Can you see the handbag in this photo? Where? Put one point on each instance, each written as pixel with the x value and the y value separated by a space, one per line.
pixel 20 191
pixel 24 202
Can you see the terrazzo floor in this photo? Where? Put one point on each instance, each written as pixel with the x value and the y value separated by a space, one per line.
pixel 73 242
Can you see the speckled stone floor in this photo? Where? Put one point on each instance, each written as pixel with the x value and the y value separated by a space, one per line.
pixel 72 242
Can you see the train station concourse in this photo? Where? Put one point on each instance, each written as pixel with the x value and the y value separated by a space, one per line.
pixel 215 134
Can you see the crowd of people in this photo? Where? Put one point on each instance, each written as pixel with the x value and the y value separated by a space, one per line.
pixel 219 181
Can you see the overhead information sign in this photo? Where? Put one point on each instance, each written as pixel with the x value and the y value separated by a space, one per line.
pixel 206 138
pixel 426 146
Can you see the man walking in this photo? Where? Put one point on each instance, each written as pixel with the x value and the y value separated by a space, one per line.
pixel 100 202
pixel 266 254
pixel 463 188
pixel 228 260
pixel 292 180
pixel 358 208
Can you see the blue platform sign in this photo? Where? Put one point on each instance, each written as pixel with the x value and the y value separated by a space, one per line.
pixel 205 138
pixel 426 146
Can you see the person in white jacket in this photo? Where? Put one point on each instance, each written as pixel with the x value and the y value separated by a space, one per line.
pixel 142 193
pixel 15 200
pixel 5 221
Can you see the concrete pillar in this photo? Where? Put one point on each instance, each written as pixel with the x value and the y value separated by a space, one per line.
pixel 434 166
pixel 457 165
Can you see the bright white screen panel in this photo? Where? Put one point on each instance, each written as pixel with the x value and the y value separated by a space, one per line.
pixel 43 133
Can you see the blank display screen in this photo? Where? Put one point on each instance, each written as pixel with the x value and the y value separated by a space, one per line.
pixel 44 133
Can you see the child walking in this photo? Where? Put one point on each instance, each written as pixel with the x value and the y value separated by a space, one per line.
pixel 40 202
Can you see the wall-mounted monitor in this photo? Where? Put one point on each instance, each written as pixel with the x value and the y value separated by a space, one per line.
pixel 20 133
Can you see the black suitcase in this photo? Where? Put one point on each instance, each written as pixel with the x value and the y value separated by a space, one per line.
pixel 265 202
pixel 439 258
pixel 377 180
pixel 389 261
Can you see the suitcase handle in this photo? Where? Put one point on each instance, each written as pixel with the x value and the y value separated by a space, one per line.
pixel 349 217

Activity: The required output is every line from the one with "Can you see the suitcase" to the final line of the entries, repeated exactly and with nothing else.

Exercise solution:
Can you see the suitcase handle in this photo? Where? Put one point on each instance, each written as pixel with the x value and the y value separated by a space, one per line.
pixel 349 217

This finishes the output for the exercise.